■ Задания ■
(a) Переведите на английский язык предложение из текста о фотографии: «Война и фотография теперь, кажется, нераздельны».
(b) Продолжите текст о фотографии, начав сразу после его последнего предложения.

■ Текст для упражнения ■

——————

Фотография, имеющая множество нарциссистиче-ских приложений, является также сильным средством обезличивания наших отношений с миром, и две эти функции дополняют одна другую. Как бинокль, в который можно смотреть с обоих концов, камера делает экзотические вещи близкими, а привычные вещи маленькими, абстрактными, чужими, далекими. Это простое, входящее в привычку занятие позволяет нам участвовать в чужих жизнях и вместе с тем ведет к отчуждению. Война и фотография теперь, кажется, нераздельны. Авиационные катастрофы и другие жуткие происшествия всегда притягивают людей с фотоаппаратами. Общество, настроенное на то, чтобы никогда не знать лишений, неудач, несчастий, страданий, страшных болезней, и саму смерть воспринимающее не как естественное и неизбежное событие, а как жестокое, незаслуженное бедствие, с громадным любопытством относится к таким происшествиям и отчасти удовлетворяет его путем фотографирования. Ощущение, что бедствия вас не коснутся, стимулирует
интерес к мучительным картинам, и, разглядывая их, вы укрепляетесь в сознании своей защищенности. Отчасти потому, что вы — «здесь», а не «там», отчасти же потому, что эти события, будучи преобразованы в картинки, приобретают характер неизбежности. В реальном мире что-то происходит, и никто не знает, что еще произойдет. В мире изображений это уже произошло и будет происходить так.

——————

■ Исходные данные ■

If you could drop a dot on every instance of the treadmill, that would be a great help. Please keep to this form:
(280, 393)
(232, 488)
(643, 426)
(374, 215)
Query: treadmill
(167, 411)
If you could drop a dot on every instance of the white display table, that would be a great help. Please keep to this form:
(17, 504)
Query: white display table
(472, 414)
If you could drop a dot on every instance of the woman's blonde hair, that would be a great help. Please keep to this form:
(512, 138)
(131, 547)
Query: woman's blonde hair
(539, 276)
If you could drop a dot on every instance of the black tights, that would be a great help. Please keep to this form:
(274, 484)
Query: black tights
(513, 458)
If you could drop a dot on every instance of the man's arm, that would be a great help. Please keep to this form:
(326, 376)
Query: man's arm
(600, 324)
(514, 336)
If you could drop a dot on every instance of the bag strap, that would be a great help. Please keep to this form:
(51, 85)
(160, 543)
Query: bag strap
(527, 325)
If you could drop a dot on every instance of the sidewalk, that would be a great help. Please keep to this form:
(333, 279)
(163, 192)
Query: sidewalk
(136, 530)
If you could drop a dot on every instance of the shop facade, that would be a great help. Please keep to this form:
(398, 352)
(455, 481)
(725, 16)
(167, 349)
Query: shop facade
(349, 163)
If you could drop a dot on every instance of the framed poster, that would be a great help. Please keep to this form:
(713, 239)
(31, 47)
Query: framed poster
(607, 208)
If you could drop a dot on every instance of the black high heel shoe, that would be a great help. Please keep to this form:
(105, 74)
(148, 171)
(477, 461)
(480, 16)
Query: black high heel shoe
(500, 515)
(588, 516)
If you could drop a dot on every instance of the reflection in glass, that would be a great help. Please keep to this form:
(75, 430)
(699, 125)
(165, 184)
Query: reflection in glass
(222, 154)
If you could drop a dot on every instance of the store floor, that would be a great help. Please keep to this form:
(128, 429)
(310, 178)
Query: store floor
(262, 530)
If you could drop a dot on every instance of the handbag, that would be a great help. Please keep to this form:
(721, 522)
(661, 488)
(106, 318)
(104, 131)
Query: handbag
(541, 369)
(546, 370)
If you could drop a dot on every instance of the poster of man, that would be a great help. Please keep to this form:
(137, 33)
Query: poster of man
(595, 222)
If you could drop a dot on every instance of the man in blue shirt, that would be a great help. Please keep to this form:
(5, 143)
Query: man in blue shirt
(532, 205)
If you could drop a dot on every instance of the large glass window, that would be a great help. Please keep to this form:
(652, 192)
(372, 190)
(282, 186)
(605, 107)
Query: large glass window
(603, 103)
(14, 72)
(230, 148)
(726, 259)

——————

■ Ответы к заданиям ■
(a) War and photography now seem inseparable.

(b)
Многое зная о мире по фотографиям (искусство, катастрофы, красоты природы), люди часто бывают разочарованы, удивлены или остаются равнодушными, когда видят что-то своими глазами. Фотографическим изображениям свойственно вычитать чувство из того, что мы пережили бы непосредственно, а чувства, которые они сами пробуждают, по большей части отличаются от тех, которые мы испытываем в реальной жизни. Часто что-то волнует нас на фотографии сильнее, чем при непосредственном соприкосновении. В 1973 году в шанхайской больнице, присутствуя при том, как у рабочего с тяжелой язвой удаляют девять десятых желудка под акупунктурной анестезией, я наблюдала за трехчасовой операцией (впервые в жизни) без чувства дурноты, и мне ни разу не захотелось отвернуться. Годом позже в парижском кинотеатре на документальном фильме Антониони о Китае, где снята менее кровавая операция, я вздрогнула при первом же надрезе, сделанном скальпелем, и несколько раз отводила глаза на протяжении эпизода. Тяжелые события,
запечатленные на фотографии, могут воздействовать на человека болезненнее, чем в живом виде. Частично эта уязвимость есть следствие пассивности, на которую обречен зритель в квадрате — зритель событий, которые уже определены сначала участниками, а затем создателем изображения. Перед настоящей операцией мне надо было вымыться и надеть хирургическую пижаму, а потом стоять рядом с работающими хирургами и сестрами в роли владеющего собой взрослого, воспитанного гостя и почтительного свидетеля. В кино вам отказано не только в таком скромном участии, но и в какой бы то ни было чисто зрительской активности. В операционной я сама меняю фокус, беру крупный план или средний. В кино Антониониуже выбрал, какие части операции мне смотреть, за меня смотрит камера — и меня обязывает смотреть, поставив перед узким выбором: или не смотреть вообще. Вдобавок то, что длится часы, фильм сжимает в несколько минут, оставляя только интересные части, показанные интересным образом, то есть с целью взволновать или потрясти. Драматическое драматизируется дидактикой кадра и монтажа. Мы переворачиваем страницу в фотожурнале, новый эпизод начинается в кино — и возникает контраст, более резкий, чем между последовательными событиями в реальном времени.